(WORK REQUIRED) Can you rewrite the lines below as a JSON list of strings, with one string per line and blank lines omitted? Leave the pictures out of your answer.

(RECORDED INFORMATION)

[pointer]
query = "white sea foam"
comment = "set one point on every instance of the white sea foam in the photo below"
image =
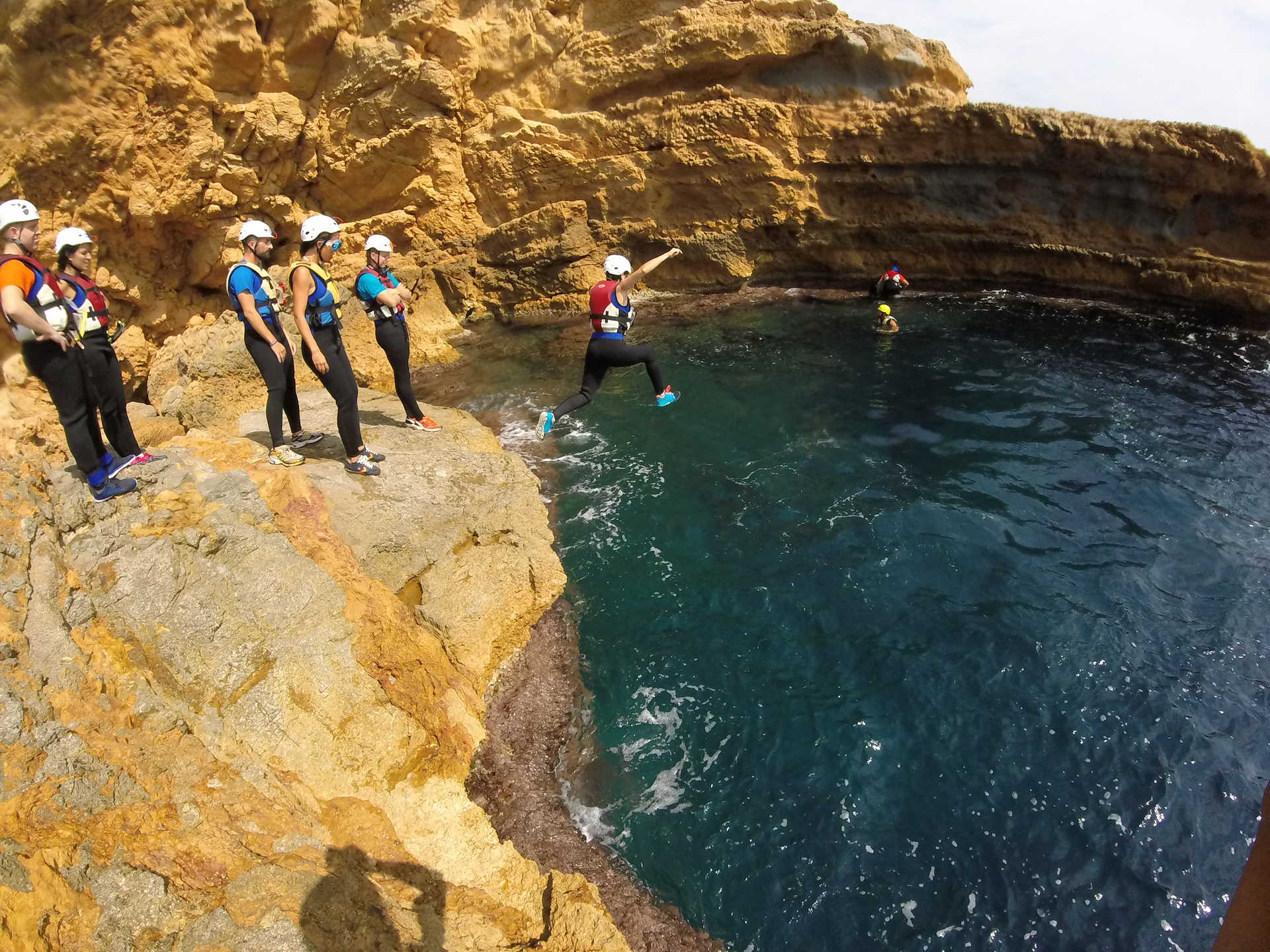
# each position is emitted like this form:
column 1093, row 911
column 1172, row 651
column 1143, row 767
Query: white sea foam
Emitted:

(WORKED ANSWER)
[
  "[pointer]",
  "query = \"white sea foam\"",
  "comment = \"set one point on every instance of the white sea foam in the photo below\"",
  "image =",
  "# each position is emitted like this form:",
  "column 1093, row 911",
  "column 1172, row 651",
  "column 1143, row 767",
  "Query: white sea foam",
  "Emitted:"
]